If new carpet isn’t a necessity, finding something older will be easier on your checkbook.



High security deposits

In Wisconsin, there are no state laws as to how much of a security deposit a property owner can require. Tenant’s need to decided if they are willing to part with another month’s rent or possibly a year’s rent in advance to live in the property.


Incomplete return of security deposits

There are laws in Wisconsin to regulate what a landlord or property management company can and can’t keep from a security deposit when a tenant moves out.


According to The Wisconsin Way property owners can only keep deposits used for repair or replacement due to:

  • Tenant damage, waste or neglect of the premises;
  • Nonpayment of rent;
  • Non-payment of actual amounts the tenant owes the landlord for utility services provided by the landlord, and;
  • Nonpayment of government utility charges or mobile home parking fees.
  • There can be a “Nonstandard Rental Provision,” to permit the landlord to withhold the security deposit for other reasons than those listed but it can’t be for any costs related to “normal wear and tear.”


Repair requests go unanswered

The good news is you’ve found a place to call home. Unfortunately, there are some repairs needed and you’re not sure what to do about it. There is a process you can go through.  First, call and ask. If the repair was not something either of you agreed to or brought up before you moved into the unit, you’ll need to ask the landlord to fix it. If the first call doesn’t work, ask for a meeting and get the repair request and specific time frame in writing.  Worse case, you can bring your paperwork to the housing department to force the landlord to complete the repair.


Now that we’ve covered the issues that cause the most amount of stress and anxiety for tenants, let’s tackle some of the personal preference issues.

WRITTEN TASK A: Please reproduce the stretch of rows from the one containing "Every instance of the black face" through the one containing "x=622 y=303", substituting "canvas bag" for "tote bag" and leaving everything else unchanged.
The passage and the rows were taken from separate sources.

DATA SUPPLIED:

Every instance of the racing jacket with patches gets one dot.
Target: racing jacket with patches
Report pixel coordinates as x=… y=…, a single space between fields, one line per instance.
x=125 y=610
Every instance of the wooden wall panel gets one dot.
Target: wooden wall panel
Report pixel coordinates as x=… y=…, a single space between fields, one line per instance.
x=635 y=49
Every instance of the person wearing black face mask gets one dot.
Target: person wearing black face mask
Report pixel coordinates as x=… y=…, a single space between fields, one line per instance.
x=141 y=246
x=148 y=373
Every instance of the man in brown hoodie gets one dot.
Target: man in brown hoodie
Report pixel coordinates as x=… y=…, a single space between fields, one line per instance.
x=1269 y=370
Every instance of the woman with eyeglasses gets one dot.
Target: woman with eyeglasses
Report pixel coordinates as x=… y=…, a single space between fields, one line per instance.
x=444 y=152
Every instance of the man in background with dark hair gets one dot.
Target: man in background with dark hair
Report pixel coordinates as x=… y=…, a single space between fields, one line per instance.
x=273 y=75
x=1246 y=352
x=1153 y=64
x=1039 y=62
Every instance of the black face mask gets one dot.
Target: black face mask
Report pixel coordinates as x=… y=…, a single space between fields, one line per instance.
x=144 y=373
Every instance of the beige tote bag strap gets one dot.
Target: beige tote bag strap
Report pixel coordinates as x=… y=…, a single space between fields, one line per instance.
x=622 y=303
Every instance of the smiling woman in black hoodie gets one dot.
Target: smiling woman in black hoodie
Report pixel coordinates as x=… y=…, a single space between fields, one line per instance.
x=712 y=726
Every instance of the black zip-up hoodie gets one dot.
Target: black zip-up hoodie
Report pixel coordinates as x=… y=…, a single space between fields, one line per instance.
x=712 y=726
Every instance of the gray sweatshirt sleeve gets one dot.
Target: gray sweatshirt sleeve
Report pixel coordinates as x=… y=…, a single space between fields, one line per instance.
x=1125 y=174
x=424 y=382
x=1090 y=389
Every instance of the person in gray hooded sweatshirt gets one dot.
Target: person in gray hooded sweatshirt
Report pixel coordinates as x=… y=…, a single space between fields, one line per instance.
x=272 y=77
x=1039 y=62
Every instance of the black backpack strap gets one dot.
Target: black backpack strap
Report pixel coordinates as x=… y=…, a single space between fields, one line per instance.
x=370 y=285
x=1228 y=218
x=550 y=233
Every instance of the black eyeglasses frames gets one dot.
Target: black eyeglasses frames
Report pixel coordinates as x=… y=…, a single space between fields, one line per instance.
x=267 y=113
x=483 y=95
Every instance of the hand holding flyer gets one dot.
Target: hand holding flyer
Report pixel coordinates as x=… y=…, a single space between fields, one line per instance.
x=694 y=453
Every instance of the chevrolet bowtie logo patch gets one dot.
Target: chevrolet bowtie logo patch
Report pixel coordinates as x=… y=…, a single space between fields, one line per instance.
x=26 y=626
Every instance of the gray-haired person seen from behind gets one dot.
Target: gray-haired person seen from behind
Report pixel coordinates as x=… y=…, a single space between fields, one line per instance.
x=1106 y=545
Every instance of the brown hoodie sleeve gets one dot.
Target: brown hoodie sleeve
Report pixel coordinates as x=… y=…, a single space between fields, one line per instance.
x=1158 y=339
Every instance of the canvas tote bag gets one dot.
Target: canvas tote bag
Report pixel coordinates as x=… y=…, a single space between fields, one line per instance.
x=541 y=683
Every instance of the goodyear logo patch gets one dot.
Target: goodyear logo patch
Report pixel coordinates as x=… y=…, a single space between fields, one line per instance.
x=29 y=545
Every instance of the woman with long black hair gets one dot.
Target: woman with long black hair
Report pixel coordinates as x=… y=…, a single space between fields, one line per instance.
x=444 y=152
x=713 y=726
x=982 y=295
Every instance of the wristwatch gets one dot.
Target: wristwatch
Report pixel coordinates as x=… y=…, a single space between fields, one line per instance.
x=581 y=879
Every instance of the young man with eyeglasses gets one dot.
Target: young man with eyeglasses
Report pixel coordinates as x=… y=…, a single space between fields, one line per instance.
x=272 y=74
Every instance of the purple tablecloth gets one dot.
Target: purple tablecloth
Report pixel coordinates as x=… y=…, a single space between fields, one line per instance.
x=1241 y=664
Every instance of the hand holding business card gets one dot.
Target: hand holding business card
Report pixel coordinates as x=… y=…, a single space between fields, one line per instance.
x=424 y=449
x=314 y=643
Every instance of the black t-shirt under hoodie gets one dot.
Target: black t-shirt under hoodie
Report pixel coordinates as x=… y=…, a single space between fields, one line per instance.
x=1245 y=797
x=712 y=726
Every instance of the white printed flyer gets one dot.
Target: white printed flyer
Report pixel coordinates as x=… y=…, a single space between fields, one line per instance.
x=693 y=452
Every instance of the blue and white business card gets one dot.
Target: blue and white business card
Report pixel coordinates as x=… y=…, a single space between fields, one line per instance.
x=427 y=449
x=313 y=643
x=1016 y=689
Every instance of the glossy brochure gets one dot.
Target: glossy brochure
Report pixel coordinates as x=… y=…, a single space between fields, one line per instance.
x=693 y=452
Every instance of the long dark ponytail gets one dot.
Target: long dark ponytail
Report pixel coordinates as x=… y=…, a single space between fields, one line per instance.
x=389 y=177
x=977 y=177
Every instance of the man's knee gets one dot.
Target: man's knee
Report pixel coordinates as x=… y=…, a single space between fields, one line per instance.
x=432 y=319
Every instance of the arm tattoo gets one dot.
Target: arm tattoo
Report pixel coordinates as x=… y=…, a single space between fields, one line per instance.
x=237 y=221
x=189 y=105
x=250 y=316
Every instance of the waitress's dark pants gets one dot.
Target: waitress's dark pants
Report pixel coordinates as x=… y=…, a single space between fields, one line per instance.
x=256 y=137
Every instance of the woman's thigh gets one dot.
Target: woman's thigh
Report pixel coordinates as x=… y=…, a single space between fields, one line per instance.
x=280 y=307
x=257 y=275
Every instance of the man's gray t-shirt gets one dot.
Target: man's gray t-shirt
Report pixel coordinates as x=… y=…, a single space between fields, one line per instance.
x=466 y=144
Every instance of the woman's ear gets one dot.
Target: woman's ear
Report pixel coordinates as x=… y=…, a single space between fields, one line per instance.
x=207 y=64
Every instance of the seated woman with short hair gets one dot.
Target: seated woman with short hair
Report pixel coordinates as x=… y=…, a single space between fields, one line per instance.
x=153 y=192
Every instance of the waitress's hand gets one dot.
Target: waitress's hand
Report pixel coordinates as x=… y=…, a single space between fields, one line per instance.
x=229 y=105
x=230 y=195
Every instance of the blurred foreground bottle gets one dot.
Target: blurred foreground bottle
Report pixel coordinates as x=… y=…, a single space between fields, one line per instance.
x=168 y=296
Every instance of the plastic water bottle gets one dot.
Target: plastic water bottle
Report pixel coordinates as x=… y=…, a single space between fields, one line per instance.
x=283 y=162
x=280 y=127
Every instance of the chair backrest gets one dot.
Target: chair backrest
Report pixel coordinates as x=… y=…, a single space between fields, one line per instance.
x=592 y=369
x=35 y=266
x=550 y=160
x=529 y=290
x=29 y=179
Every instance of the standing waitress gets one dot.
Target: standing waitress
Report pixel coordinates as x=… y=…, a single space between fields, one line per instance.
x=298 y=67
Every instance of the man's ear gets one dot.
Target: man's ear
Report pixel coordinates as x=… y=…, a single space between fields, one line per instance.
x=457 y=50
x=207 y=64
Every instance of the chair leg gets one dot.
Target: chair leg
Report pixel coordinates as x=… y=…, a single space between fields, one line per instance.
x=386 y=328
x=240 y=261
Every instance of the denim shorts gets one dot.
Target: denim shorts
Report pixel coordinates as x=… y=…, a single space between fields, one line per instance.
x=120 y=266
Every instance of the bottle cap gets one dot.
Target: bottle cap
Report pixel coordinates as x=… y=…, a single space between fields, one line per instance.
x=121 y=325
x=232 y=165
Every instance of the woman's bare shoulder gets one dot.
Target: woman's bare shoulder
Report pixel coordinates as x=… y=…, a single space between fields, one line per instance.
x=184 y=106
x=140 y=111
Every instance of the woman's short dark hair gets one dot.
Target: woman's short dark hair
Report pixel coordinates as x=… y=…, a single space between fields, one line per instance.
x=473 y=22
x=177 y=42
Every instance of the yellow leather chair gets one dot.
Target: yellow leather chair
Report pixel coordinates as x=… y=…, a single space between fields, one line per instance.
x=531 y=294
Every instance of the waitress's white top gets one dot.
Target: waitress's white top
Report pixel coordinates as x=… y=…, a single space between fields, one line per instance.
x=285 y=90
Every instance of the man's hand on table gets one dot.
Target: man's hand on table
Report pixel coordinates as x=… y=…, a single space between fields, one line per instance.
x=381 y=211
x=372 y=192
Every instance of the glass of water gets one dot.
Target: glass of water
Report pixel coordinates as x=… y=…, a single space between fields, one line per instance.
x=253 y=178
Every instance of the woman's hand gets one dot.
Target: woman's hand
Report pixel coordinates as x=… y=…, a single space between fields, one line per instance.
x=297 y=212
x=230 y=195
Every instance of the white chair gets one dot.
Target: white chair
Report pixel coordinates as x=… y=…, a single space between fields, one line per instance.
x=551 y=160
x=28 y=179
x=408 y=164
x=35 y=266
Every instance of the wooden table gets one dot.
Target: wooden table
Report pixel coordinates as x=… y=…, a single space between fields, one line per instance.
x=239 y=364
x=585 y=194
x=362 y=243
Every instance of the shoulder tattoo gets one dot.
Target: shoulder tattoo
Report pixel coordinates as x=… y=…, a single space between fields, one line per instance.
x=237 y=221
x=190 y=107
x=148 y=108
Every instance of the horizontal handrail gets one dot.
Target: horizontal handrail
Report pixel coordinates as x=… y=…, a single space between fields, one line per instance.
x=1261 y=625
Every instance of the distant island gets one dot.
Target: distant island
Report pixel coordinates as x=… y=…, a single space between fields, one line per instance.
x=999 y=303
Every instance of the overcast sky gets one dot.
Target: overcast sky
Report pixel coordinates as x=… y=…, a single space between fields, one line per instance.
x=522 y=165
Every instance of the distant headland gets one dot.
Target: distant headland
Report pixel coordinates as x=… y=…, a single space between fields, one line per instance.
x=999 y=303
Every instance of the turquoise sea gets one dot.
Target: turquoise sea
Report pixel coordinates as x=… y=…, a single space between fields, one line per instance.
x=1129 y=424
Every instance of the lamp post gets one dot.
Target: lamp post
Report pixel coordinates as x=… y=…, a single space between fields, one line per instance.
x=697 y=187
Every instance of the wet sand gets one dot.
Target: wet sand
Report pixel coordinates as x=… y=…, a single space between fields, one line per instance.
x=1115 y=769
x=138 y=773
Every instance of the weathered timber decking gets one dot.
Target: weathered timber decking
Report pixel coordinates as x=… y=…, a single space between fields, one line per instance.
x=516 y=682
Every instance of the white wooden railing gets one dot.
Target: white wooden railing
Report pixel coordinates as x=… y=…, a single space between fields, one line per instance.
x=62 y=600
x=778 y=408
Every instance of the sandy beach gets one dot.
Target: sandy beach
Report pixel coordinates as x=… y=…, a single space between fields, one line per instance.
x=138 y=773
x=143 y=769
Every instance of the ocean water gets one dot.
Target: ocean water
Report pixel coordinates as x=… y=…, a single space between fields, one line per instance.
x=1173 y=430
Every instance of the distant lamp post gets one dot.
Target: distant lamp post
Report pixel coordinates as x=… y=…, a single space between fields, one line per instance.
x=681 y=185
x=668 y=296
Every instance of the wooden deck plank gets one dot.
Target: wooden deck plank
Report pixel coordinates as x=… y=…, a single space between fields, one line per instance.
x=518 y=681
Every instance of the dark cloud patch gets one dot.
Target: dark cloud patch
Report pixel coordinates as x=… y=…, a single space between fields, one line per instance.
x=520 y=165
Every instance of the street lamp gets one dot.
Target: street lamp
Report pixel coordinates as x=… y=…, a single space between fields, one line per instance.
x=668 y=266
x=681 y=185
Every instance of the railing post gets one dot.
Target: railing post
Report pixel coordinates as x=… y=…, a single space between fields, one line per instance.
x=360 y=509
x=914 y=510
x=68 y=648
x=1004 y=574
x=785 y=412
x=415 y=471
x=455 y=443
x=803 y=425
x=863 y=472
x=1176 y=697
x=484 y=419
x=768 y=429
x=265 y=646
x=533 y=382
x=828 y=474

WRITTEN TASK B: According to the renting passage, how much of a security deposit do Wisconsin state laws allow a property owner to require?

WRITTEN RESPONSE A:
Every instance of the black face mask gets one dot.
Target: black face mask
Report pixel coordinates as x=… y=…, a single space between fields, one line per instance.
x=144 y=373
Every instance of the beige canvas bag strap gets one dot.
Target: beige canvas bag strap
Report pixel coordinates as x=… y=…, a single space between fields, one line per instance.
x=622 y=303

WRITTEN RESPONSE B: Wisconsin has no state laws on how much of a security deposit a property owner can require.